**Requirement:** Present every line of the rows below as a Markdown table with two columns, No. and Line. Number the lines in order, omit blank lines, and leave the pictures out.

— BEGIN Information supplied —

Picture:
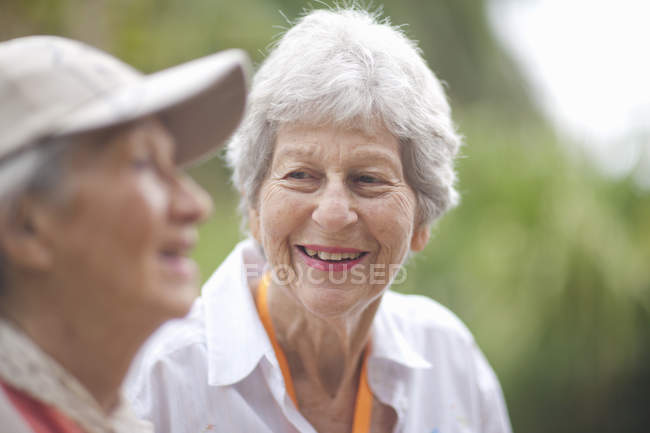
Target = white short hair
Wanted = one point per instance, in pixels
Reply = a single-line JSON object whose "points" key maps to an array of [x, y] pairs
{"points": [[349, 68], [36, 170]]}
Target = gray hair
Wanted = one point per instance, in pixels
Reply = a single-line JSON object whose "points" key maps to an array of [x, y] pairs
{"points": [[36, 170], [350, 68]]}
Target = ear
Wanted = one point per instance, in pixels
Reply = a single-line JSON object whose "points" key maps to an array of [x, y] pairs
{"points": [[420, 238], [254, 224], [21, 239]]}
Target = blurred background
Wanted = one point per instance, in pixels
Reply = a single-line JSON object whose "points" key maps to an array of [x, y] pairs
{"points": [[547, 259]]}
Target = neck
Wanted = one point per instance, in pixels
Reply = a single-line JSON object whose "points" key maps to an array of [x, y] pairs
{"points": [[95, 348], [324, 353]]}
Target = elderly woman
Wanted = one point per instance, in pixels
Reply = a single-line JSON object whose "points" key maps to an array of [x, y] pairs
{"points": [[343, 162], [96, 221]]}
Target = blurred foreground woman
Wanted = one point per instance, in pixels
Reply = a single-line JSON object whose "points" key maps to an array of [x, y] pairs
{"points": [[96, 220], [343, 161]]}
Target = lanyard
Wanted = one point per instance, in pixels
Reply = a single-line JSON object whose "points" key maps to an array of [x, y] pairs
{"points": [[363, 406]]}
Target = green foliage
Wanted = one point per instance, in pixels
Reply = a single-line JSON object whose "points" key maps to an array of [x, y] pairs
{"points": [[545, 261]]}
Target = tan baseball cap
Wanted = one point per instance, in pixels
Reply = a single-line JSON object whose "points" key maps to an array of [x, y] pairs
{"points": [[52, 86]]}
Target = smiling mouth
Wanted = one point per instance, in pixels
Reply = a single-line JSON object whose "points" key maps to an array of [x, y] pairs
{"points": [[332, 257]]}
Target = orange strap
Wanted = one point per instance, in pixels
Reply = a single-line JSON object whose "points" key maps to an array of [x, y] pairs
{"points": [[363, 406]]}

— END Information supplied —

**Reply to the task:**
| No. | Line |
|---|---|
| 1 | Picture: |
| 2 | Target = white short hair |
| 3 | Wanted = one point per instance, in pixels |
| 4 | Reply = a single-line JSON object whose "points" key maps to an array of [x, y] pairs |
| 5 | {"points": [[349, 68], [36, 170]]} |
| 6 | Target = gray hair |
| 7 | Wanted = one point per instance, in pixels |
| 8 | Reply = a single-line JSON object whose "points" key maps to an array of [x, y] pairs |
| 9 | {"points": [[36, 170], [350, 68]]} |
| 10 | Target = ear |
| 11 | Wanted = one point per instance, in pixels |
| 12 | Reply = a single-line JSON object whose "points" key maps to an array of [x, y] pairs |
| 13 | {"points": [[420, 238], [254, 224], [21, 239]]} |
| 14 | Target = blurred background |
| 15 | Wanted = one point per instance, in pixels |
| 16 | Reply = a single-line JSON object whose "points" key maps to an array of [x, y] pairs |
| 17 | {"points": [[547, 259]]} |
| 18 | Target = neck |
| 19 | Wanted = one point per instance, in pixels |
| 20 | Reply = a single-line JSON object whose "points" key maps to an array of [x, y] pairs |
| 21 | {"points": [[95, 348], [324, 353]]} |
| 22 | Target = elderly woman |
| 23 | Wanted = one point per instance, in pixels |
| 24 | Reply = a single-line JSON object whose "points" key maps to an array of [x, y] pairs |
| 25 | {"points": [[343, 162], [96, 221]]} |
| 26 | Target = blurred foreground woman |
| 27 | Wanted = one point per instance, in pixels |
| 28 | Reply = a single-line JSON object whose "points" key maps to an array of [x, y] pairs |
| 29 | {"points": [[96, 220], [343, 161]]} |
| 30 | Target = lanyard |
| 31 | Wanted = one point per instance, in pixels |
| 32 | Reply = a single-line JSON object whose "points" key maps to an array of [x, y] pairs |
| 33 | {"points": [[363, 406]]} |
| 34 | Target = green foliage |
| 35 | Wanted = one point per instance, in pixels |
| 36 | Reply = a single-line JSON object whose "points" key maps to an array of [x, y] pairs |
| 37 | {"points": [[545, 261]]} |
| 38 | Target = tan baseball cap |
| 39 | Wanted = one point per instance, in pixels |
| 40 | Reply = a single-line JSON object whose "points" key maps to an array of [x, y] pairs |
| 41 | {"points": [[52, 86]]} |
| 42 | Target = smiling mouth |
| 43 | Wanted = one point per instance, in pixels |
| 44 | Reply = a single-line JSON object whose "points" key maps to an array of [x, y] pairs |
| 45 | {"points": [[332, 257]]} |
| 46 | Target = orange strap |
| 47 | Wanted = one point per instance, in pixels |
| 48 | Reply = a single-line JSON object whose "points" key maps to an array of [x, y] pairs |
| 49 | {"points": [[363, 406]]} |